▸ **Passage for review**
========================================

In theory, then, diversification can be an effective business strategy. In practice, however, it is extremely difficult to execute, particularly when firms diversify into entirely different product and service categories and/or payors.

Herein lies a conceptual framework for evaluating diversification strategies:

Level One Diversification. This is the easiest diversification strategy - one that can offer substantial gains with minimal distraction. At Level One, an agency does not stray far from its core services and payors. Rather, it diversifies from within. For example, this could include adding services within a product category; expanding geographically; or even developing a broad and balanced sales force and referral base in which no representative or referral "controls" a disproportionate amount of revenue. Consider the case of a certified home health agency that currently focuses on orthopedic patients, developing additional disease-specific programs for COPD and CHF in order to boost its revenues and reduce its risk of negative changes in therapy reimbursement. A hospice that focuses on long lengths of stay adopting a more open access model in order to reduce its risk of exceeding patient caps is another example. Or an agency may choose to expand into new geographic areas that inevitably increase its breadth of referral sources. All such examples can provide opportunities for agencies to increase their revenue and reduce their risk.

Level Two Diversification. This is where things get substantially more complex. At Level Two, agencies diversify into an entirely new product category or an entirely new payor, either of which takes the organization out of at least one of its comfort zones. Consider an HHA targeting managed care or participating as a provider in disease management programs; a Medicaid waiver company expanding into a new state with different Medicaid policies and reimbursement regulations; or a highly skilled private duty agency adding Medicare services. These examples represent "same major product line, new payor" diversification strategies.

At the other end of the spectrum - "same payor, new product line" examples - include HHAs expanding into hospice; private duty agencies adding case management services or non-medical home care; or Medicaid waiver firms adding specialized pediatric, MR/DD, or TBI services. By holding either their product lines or payors constant, agencies attempting Level Two diversification, tend to take on more manageable - though nonetheless challenging - tasks.

Levels of Diversification Table

Level Three Diversification. As you may have surmised, at Level Three, agencies diversify into new product categories and new payors simultaneously. This is by far the most challenging of diversification strategies, and the one most prone to failure. For example, an agency diversifying into infusion therapy and/or home medical equipment, is a classic Level Three strategy - one that has had limited success due to the extraordinary difficulty entailed in managing and wringing operational synergies from such disparate products and services, include billing and collections, referral patterns, human resource requirements, cultures, etc.

Where such drastic diversification has been successful, firms essentially operate their multiple business lines as separate entities. While this limits opportunities to capture synergistic operational strategies, such a model does provide risk diversification and outlets for growth. We have seen large Medicaid waiver agencies successfully diversify into Medicare services.

This is likely due to the fact that while Medicaid waiver services are generally far different than those of certified agencies, they are at least related, making the product jump a little more manageable.

As a company moves into new products and payors, operational complexity increases dramatically. Accordingly, in evaluating diversification options, it may be reasonable for agencies to tackle each hierarchy in turn, building the confidence and skill set required to succeed - and where appropriate - move to the next level.


1 Example: Compared to other publicly traded firms in their class, Amedisys, with its focus on Medicare Certified Home Health, and Lincare, with its focus on Medicare reimbursed respiratory products and services, both enjoy the highest valuation multiples in their sectors.

========================================

▸ **What is needed**
Answer these questions from the text on diversification strategies:
(a) Which level of diversification does the text call the easiest?
(b) What does the text give as a classic Level Three strategy?
(c) Which two companies does the footnote name?

▸ **Recorded information**
========================================

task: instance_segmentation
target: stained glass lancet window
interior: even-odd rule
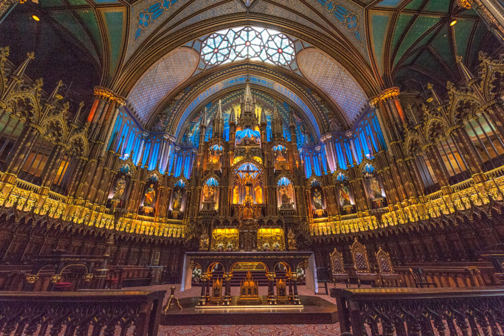
[[[201,56],[209,66],[249,59],[288,66],[295,56],[294,41],[273,29],[239,27],[209,35],[203,42]]]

========================================

▸ **Exercise answer**
(a) Level One Diversification
(b) An agency diversifying into infusion therapy and/or home medical equipment
(c) Amedisys and Lincare